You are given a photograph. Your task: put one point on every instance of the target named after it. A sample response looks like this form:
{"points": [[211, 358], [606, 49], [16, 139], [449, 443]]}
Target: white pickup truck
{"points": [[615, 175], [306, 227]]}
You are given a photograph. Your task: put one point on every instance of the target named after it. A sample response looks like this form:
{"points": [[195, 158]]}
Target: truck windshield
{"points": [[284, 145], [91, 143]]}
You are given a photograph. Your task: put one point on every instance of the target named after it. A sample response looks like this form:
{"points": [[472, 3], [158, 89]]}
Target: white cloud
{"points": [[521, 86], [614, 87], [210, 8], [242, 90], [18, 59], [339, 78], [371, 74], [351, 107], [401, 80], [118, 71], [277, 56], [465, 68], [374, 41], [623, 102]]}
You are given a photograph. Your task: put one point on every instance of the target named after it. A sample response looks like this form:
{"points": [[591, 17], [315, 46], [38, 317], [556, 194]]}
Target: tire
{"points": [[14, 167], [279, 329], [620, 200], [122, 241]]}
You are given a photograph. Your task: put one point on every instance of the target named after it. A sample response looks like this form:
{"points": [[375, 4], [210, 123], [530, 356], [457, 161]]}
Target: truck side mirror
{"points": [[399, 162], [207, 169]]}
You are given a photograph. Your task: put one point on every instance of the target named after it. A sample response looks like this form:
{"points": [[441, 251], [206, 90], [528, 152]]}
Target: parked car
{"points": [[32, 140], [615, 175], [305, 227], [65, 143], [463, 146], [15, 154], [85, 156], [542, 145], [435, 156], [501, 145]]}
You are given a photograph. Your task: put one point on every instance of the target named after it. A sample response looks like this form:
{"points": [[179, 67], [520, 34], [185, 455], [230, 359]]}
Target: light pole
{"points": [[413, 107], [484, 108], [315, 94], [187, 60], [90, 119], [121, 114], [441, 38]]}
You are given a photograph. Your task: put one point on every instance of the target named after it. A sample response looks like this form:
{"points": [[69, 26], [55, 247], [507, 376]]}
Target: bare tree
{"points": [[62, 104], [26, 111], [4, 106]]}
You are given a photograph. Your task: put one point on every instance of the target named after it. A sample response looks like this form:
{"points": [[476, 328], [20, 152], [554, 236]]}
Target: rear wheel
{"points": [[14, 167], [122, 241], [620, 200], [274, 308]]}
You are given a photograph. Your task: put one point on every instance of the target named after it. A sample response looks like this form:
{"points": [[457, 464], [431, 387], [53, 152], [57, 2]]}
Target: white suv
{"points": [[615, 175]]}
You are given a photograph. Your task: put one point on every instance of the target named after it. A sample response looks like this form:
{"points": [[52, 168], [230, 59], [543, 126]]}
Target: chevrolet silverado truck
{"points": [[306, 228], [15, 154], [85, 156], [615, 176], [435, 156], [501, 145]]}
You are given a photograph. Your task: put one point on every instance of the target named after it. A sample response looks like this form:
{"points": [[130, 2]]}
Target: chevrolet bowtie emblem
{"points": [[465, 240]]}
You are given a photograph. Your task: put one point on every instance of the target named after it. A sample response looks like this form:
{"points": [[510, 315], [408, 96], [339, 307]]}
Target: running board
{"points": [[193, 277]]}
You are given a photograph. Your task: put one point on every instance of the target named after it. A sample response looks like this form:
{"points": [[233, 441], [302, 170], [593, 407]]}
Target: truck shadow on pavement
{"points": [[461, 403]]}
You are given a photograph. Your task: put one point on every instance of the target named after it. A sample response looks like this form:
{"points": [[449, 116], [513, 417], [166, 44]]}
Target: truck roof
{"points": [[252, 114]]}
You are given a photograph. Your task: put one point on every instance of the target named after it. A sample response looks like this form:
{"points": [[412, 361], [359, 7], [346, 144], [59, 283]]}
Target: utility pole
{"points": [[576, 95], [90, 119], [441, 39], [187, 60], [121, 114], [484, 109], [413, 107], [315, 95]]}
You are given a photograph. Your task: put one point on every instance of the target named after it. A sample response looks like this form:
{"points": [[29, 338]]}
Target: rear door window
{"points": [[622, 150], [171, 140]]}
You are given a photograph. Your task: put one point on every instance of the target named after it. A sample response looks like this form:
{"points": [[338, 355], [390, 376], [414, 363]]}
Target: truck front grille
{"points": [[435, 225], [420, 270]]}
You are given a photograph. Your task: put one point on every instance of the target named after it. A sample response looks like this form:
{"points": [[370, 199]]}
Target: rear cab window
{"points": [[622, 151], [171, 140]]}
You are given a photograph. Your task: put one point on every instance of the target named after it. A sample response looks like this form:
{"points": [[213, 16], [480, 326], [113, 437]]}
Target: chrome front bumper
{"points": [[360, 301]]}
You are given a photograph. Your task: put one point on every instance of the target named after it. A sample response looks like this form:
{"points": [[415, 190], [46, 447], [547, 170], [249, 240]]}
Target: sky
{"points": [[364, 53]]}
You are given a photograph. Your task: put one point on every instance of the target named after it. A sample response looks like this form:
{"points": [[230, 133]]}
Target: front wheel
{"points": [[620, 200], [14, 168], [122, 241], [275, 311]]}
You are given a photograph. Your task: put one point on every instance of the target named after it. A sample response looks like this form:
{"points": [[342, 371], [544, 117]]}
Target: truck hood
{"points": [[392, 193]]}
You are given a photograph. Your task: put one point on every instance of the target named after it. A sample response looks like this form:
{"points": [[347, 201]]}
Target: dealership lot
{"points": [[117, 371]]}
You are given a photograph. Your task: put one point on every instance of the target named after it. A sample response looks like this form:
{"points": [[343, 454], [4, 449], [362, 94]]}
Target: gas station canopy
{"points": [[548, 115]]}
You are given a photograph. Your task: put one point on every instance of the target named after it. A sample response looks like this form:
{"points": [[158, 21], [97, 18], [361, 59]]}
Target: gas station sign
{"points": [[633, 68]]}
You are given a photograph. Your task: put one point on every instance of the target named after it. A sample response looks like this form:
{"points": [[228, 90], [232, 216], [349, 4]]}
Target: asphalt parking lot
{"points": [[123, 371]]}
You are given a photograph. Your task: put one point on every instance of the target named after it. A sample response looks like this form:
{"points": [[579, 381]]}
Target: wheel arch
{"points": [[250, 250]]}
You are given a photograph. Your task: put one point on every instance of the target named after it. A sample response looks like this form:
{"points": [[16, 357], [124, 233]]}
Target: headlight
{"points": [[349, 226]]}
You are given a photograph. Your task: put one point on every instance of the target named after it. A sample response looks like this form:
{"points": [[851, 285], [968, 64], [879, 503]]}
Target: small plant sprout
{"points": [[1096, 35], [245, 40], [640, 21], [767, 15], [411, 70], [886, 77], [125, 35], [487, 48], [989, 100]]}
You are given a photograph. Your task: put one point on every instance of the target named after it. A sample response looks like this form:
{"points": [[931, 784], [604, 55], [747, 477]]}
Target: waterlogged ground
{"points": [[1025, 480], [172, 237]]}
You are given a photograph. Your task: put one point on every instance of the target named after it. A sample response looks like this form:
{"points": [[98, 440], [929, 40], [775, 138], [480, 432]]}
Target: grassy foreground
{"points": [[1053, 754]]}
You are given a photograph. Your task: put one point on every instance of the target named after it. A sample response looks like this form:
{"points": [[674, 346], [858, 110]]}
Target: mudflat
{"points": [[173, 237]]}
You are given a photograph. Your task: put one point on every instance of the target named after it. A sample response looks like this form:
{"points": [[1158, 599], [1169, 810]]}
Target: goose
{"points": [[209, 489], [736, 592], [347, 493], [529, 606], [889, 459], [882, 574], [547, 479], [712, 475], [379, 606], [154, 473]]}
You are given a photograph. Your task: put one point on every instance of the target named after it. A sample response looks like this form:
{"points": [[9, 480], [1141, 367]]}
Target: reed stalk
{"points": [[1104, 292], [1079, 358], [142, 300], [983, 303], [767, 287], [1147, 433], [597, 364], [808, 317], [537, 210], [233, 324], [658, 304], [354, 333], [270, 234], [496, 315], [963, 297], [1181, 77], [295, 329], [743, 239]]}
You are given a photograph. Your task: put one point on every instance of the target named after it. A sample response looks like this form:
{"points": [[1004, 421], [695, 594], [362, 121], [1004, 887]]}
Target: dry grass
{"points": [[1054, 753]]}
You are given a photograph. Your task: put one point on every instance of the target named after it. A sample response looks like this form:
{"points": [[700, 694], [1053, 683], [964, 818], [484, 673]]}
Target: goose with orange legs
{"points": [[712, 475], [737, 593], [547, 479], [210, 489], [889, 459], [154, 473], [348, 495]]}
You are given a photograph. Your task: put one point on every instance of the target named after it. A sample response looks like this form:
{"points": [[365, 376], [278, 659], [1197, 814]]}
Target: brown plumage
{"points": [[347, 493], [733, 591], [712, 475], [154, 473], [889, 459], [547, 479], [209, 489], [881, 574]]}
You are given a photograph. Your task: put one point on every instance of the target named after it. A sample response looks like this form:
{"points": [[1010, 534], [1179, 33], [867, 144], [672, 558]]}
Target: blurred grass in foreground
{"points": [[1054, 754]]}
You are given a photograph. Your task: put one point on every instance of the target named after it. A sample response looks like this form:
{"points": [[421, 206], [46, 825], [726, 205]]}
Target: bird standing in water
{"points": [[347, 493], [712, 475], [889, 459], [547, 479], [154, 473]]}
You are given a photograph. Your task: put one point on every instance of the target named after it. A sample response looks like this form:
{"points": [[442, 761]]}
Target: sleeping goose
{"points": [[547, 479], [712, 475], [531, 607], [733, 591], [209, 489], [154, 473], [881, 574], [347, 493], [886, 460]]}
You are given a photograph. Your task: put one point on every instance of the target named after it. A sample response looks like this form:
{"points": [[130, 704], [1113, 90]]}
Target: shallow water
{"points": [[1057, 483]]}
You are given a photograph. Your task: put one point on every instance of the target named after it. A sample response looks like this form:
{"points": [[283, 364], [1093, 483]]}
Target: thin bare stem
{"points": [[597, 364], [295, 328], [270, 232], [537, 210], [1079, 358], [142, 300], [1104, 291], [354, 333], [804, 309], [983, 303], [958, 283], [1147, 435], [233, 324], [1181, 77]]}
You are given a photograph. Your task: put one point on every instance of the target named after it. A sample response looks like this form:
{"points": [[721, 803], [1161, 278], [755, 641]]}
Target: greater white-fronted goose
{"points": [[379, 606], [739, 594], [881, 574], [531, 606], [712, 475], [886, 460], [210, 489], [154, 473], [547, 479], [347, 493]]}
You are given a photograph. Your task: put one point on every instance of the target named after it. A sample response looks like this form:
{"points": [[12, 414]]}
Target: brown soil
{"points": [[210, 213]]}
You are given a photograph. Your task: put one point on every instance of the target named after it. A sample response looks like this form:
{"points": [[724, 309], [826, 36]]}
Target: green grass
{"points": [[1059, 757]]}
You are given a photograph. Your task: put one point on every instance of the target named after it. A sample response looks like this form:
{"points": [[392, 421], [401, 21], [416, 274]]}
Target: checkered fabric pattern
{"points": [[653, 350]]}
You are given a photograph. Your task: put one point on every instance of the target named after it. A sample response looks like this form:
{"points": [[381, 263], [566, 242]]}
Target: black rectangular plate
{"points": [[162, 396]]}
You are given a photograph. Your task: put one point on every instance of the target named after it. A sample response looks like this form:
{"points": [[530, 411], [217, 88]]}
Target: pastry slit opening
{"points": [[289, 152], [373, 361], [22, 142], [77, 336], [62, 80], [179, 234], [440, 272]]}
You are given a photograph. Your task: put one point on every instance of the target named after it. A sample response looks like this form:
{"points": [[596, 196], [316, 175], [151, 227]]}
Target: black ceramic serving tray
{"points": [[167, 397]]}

════

• [TWOJE ZADANIE]: Wybierz z powyższych wpisów każdy wiersz, w którym występuje słowo „bare”, i przepisz go. Wielkość liter ma znaczenie.

• [WYNIK ZADANIA]:
Target: bare tree
Target: thin bare stem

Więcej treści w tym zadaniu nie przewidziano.